INFORMATION GIVEN:
____
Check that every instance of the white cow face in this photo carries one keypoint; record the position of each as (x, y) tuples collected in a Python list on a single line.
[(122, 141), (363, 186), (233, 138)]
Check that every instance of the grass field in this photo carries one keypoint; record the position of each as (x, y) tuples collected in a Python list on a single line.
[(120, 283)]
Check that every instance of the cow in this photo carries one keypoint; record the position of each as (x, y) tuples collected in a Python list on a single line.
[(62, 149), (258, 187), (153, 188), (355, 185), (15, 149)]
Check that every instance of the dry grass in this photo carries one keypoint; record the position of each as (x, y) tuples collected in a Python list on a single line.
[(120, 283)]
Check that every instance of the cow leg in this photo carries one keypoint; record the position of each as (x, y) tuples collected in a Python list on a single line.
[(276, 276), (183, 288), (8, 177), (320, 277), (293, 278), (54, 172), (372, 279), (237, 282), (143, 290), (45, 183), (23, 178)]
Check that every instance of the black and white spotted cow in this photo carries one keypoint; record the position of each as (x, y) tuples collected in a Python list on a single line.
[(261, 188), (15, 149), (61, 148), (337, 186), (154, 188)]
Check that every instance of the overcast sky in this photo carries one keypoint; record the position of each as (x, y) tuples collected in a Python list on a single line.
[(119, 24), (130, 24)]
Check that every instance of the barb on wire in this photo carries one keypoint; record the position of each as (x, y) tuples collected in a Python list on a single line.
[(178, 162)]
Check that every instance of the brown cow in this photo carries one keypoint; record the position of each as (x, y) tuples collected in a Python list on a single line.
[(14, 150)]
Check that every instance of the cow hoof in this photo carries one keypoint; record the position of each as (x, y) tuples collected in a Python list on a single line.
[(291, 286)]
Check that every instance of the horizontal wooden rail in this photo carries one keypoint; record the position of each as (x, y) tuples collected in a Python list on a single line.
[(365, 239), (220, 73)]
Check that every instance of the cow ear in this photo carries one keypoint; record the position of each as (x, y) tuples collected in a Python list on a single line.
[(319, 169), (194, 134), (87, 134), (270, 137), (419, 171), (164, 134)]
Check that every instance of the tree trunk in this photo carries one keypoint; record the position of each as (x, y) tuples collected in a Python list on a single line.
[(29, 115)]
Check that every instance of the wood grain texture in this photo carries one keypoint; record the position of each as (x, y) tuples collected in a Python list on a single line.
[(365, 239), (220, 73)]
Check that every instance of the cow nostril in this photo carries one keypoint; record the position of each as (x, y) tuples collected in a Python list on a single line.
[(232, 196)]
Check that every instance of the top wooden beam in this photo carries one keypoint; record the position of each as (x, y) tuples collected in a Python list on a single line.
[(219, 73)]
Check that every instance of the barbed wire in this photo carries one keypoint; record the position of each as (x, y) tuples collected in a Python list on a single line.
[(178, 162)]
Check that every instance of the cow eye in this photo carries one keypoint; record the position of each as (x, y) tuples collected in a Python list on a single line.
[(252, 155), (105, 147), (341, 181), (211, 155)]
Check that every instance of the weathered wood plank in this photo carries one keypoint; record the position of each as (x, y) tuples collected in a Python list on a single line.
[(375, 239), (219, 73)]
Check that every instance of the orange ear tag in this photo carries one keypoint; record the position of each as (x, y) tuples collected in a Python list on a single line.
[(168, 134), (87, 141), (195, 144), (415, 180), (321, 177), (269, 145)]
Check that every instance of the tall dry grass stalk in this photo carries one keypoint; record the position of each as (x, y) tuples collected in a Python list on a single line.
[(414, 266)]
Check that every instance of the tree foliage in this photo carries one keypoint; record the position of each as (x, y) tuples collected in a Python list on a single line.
____
WORK TASK: What is needed here is an exact copy of all the entries.

RESPONSE TO THE TASK:
Check that every instance of the white cow face in this photo carries one keypoint; record the position of each as (x, y) tuples collected in a Python list on a single line.
[(122, 141), (363, 186), (233, 138)]
Check that every instance of the grass field in this photo carries one keypoint; record the position of each as (x, y) tuples collected in a Python list on a single line.
[(120, 283)]
Check that every instance of the cow in this photo carries one keypoint; record the position of each as (x, y) tuples collected in a Python list on a single line.
[(62, 149), (258, 187), (153, 188), (355, 185), (15, 149)]
Check that every instance of the dry grass in this photo carries one keypoint; record the position of each as (x, y) tuples collected in a Python list on a single line.
[(120, 283)]
Check that every instance of the cow leg in this photo carries one keypoint; record the position of each as (x, y) tuples collected in a Python list on a single line.
[(276, 276), (183, 288), (8, 177), (320, 277), (293, 278), (54, 172), (372, 279), (237, 282), (143, 290), (45, 183), (23, 178)]
Check that every instance of the black and white spotted cow in this photo carries one keypoint; record the position of each as (x, y) tuples collected in a Python list on a single line.
[(261, 188), (15, 149), (61, 148), (337, 186), (154, 188)]
Check that every instance of the overcast sky in this photo carries one keypoint; record the position of each as (x, y) tuples collected in a Python list on a single line.
[(119, 24), (130, 24)]
Check that every instance of the barb on wire in this photo carries one keypoint; record the position of each as (x, y) tuples collected in a Python list on a single line.
[(178, 162)]
Check that every instance of the brown cow in this photo carries one keypoint; record the position of each as (x, y) tuples collected in a Python list on a single line.
[(14, 150)]
Check that every instance of the cow hoof in this photo carries one keypoint; record the position of each as (x, y) tuples collected in a Python list on a single line.
[(291, 286)]
Check that every instance of the horizontal wooden rail in this photo carries one keypoint; record the position of each as (x, y) tuples collected in a Python list on a single line.
[(365, 239), (220, 73)]
Check that every instance of the cow ear in this photo carries one keypoint; record the position of each as (x, y) tuples collected in a Python list on a single line.
[(319, 169), (194, 134), (87, 134), (270, 137), (419, 171), (164, 134)]
Check that every instance of the tree trunk in this photo carries one keypoint; record the position of each as (x, y) tuples collected in a Python list on a single line.
[(29, 115)]
Check that every instance of the wood grain texture in this photo carries one keypoint; record the position of each as (x, y) tuples collected in a Python list on a single line.
[(365, 239), (220, 73)]
Check that every instance of the cow nostril in this photo carries one keypoint; record the position of each as (x, y) tuples collected in a Python list on a single line.
[(232, 196)]
Check that every instance of the top wooden beam in this photo carries one keypoint; record the position of each as (x, y) tuples collected in a Python list on a single line.
[(219, 73)]
Check that every instance of the barbed wire in this photo carries one keypoint; record the position of each as (x, y) tuples collected in a Python list on a single line.
[(178, 162)]
Check that every instance of the cow eye in this photo carries one keypoint; record the position of each as (x, y) tuples collected in a Python list on a single line.
[(252, 155), (105, 147), (341, 181), (211, 155)]
Check that every instance of the weathered wood plank in this photo carries one keypoint; record the position of each as (x, y) tuples collected in a Python list on a single line.
[(375, 239), (219, 73)]
Check that every instance of the orange ear tag in this photo carries one keypoint; record the position of each as (x, y) tuples collected in a Python list on a single line.
[(168, 134), (87, 141), (195, 144), (415, 180), (321, 177), (269, 145)]
Check that every instance of the tall dry grass stalk in this photo carries one keypoint; record the position of each as (x, y) tuples collected in a Python list on a single line.
[(414, 266)]
Check that every instance of the tree foliage in this photo carries one keypoint; record the position of each as (x, y) tuples collected in a Python list on a single line.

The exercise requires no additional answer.